▸ **WHAT IS ASKED**
Please rewrite the lines below, from the one containing "Where can the hyundai logo" through the one containing "column 377, row 359", as a numbered list with blank lines omitted.

▸ **ENTRIES PROVIDED**
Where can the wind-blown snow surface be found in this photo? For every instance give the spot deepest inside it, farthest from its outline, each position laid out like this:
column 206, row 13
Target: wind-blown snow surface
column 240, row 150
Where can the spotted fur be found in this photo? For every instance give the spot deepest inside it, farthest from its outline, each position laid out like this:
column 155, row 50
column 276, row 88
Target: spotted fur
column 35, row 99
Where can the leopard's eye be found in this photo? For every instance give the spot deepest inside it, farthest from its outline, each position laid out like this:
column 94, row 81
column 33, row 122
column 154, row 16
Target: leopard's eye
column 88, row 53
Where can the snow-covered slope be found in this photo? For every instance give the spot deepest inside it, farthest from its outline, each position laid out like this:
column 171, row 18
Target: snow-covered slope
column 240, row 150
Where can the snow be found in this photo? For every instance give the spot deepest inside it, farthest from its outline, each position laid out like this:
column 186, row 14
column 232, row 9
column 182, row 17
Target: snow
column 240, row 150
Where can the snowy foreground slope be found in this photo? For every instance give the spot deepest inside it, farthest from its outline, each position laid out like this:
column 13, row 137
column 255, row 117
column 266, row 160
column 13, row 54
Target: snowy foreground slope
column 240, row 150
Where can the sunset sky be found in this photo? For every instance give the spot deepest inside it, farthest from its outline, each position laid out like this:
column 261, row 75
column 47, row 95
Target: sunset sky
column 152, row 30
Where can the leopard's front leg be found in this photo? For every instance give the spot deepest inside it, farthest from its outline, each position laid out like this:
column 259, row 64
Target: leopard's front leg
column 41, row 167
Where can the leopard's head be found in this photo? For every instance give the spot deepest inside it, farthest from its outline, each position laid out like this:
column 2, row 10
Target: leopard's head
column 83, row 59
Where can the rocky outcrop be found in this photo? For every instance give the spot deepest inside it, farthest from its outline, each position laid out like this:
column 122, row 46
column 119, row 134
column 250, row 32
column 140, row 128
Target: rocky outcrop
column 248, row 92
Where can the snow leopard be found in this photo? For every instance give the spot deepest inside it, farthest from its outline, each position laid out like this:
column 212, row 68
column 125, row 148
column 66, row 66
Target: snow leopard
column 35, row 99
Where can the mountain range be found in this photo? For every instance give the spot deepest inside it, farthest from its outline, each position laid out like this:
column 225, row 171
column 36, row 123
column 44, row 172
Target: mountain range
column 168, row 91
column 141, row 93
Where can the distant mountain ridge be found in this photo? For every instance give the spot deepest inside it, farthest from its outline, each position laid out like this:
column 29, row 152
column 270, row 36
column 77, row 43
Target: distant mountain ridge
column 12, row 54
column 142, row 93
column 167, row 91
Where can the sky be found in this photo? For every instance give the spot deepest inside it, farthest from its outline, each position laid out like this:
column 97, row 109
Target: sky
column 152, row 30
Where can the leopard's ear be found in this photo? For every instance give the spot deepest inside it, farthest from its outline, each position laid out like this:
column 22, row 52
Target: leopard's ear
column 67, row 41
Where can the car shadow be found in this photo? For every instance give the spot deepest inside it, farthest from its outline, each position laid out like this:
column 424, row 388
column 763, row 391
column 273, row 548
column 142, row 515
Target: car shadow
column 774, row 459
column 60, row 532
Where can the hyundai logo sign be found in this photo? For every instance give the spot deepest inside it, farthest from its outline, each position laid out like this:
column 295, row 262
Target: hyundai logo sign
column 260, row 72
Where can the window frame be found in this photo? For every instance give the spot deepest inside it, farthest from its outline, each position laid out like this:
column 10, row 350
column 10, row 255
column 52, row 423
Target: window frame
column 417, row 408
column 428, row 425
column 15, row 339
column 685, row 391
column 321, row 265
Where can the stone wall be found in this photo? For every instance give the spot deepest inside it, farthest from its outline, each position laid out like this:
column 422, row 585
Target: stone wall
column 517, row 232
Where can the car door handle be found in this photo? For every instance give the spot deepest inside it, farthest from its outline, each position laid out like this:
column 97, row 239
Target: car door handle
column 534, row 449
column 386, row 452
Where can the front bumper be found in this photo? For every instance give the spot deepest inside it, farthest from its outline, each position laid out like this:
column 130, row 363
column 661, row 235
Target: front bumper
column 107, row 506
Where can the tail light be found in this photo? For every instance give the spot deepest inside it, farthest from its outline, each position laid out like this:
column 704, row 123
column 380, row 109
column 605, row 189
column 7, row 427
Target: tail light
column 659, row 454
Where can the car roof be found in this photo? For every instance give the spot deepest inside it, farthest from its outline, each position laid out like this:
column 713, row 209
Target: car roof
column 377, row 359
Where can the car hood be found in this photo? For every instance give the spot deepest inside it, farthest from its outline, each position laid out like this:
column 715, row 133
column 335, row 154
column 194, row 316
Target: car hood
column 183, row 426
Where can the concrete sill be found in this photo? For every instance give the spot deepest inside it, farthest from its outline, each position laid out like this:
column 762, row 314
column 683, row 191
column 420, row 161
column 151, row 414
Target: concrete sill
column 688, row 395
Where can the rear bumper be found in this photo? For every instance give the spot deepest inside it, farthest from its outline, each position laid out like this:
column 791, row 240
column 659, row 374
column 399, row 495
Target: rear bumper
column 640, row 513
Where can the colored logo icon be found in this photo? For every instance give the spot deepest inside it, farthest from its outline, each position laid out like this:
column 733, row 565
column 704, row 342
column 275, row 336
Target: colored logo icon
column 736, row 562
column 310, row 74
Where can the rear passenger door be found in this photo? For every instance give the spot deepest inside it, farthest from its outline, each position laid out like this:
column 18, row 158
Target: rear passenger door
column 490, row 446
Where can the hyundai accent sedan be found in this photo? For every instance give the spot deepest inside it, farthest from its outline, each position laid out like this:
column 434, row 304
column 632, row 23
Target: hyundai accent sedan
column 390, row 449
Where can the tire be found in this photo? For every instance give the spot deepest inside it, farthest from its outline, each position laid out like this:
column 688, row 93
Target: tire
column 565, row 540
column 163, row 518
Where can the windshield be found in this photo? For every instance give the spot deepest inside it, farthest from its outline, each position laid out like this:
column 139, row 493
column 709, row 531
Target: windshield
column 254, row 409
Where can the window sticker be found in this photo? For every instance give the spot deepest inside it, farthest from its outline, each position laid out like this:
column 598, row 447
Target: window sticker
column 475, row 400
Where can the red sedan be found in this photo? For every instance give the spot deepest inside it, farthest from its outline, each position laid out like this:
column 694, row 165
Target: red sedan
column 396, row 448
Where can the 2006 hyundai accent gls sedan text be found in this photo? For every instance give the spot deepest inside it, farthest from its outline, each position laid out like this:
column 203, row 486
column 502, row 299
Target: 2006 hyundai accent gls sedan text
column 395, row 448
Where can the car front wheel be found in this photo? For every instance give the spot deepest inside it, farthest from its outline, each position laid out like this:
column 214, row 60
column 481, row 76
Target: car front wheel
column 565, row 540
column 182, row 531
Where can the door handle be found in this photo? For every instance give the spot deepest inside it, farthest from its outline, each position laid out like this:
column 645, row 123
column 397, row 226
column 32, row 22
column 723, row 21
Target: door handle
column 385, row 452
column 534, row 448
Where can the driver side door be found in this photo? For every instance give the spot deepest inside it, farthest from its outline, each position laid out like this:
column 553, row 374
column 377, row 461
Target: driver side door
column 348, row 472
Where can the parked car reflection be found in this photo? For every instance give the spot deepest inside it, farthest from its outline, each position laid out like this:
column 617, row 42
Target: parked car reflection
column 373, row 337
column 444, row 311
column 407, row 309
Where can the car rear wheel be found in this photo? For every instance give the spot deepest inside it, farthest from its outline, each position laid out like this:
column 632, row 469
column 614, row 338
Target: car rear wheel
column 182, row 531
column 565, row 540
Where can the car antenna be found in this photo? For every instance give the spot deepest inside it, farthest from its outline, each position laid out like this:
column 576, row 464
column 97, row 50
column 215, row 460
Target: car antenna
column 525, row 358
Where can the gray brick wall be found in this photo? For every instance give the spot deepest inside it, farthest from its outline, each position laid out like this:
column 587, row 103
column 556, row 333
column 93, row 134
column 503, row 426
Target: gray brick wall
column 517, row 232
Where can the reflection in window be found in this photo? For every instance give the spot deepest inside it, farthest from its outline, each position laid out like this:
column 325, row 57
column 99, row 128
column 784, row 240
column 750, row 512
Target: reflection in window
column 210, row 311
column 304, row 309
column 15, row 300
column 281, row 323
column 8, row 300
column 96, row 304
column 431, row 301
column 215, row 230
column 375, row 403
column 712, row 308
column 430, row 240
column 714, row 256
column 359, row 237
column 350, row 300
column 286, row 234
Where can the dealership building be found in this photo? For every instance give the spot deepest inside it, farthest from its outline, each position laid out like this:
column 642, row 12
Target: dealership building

▸ **TASK RESULT**
1. Where can the hyundai logo sign be found in this photo? For every instance give the spot deepest inside it, farthest from its outline, each position laid out like this:
2. column 295, row 262
3. Target: hyundai logo sign
4. column 260, row 72
5. Where can the window frame be found in this photo? For every instance give the spot deepest inside it, farthest from its outline, each position laid out like this:
6. column 10, row 350
7. column 10, row 255
8. column 52, row 423
9. Target: window frame
10. column 417, row 408
11. column 428, row 425
12. column 15, row 339
13. column 685, row 391
14. column 321, row 265
15. Where can the stone wall be found in this photo? For every instance give the spot deepest inside it, farthest from its outline, each position laid out like this:
16. column 422, row 585
17. Target: stone wall
18. column 517, row 232
19. Where can the car door handle be found in this photo? For every instance give the spot deepest inside it, farthest from its outline, each position laid out like this:
20. column 97, row 239
21. Target: car door handle
22. column 534, row 449
23. column 386, row 452
24. Where can the front bumper be found in this photo? For every instance give the spot deepest inside it, farthest from its outline, each position laid out like this:
25. column 130, row 363
26. column 661, row 235
27. Target: front bumper
28. column 107, row 506
29. Where can the tail light be found in this photo? For every instance give the spot deepest inside it, farthest from its outline, each position laid out like this:
30. column 704, row 123
31. column 380, row 109
32. column 605, row 189
33. column 7, row 427
34. Target: tail light
35. column 659, row 454
36. Where can the car roof be found in this photo? For every instance give the spot deepest inside it, farthest from its outline, each position laid out like this:
37. column 713, row 209
38. Target: car roof
39. column 377, row 359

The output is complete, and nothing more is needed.